--- REQUIREMENTS ---
Lay out the records as a numbered list with blank lines omitted, beginning at the line that contains "Your task is to find the utility" and stopping after the line that contains "(33, 51), (38, 70)".

--- RECORD EXTRACTS ---
## Begin

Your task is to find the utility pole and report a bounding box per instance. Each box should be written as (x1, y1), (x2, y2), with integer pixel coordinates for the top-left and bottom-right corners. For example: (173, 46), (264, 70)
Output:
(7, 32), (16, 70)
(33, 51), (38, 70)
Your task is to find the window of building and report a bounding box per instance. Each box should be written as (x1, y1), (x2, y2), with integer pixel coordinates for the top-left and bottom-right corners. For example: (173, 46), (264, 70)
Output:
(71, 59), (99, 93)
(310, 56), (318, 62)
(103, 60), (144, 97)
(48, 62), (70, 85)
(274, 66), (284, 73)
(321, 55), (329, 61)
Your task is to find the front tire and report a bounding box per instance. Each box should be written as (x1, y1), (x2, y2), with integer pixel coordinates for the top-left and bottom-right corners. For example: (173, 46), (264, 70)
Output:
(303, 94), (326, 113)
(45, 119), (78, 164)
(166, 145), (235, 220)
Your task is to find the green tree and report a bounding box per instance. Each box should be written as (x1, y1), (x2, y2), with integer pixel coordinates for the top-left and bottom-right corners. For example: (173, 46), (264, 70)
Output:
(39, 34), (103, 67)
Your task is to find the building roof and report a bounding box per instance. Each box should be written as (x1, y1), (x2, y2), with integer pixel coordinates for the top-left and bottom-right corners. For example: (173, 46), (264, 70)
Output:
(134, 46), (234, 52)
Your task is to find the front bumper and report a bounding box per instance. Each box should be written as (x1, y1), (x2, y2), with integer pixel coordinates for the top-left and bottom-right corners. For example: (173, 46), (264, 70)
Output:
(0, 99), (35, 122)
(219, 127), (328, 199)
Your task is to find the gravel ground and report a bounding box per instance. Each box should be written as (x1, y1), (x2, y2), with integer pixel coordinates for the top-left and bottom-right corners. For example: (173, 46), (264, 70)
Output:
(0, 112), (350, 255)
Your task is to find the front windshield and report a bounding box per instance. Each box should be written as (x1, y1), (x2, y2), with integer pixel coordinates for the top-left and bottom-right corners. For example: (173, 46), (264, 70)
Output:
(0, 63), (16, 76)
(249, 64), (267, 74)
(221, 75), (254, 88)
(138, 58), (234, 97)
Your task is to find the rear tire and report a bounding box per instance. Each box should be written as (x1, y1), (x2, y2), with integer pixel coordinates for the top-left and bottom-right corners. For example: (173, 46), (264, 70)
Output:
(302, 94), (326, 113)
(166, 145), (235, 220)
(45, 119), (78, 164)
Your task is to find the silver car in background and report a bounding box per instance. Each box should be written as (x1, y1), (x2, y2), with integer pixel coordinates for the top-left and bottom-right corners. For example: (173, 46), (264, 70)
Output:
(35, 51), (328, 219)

## End
## Begin

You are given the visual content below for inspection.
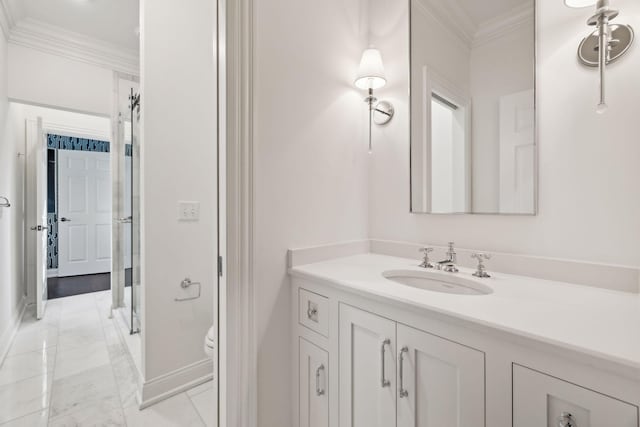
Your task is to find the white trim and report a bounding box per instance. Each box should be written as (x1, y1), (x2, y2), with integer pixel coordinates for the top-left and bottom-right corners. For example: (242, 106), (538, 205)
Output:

## End

--- RESULT ---
1. Your task is to find the utility pole and report a bounding box per instance. Each box should be written as (x1, y1), (x2, y2), with integer pixel coordinates for the top-left and bottom-right corners. For example: (173, 46), (264, 70)
2. Output:
3. (7, 32), (16, 70)
4. (33, 51), (38, 70)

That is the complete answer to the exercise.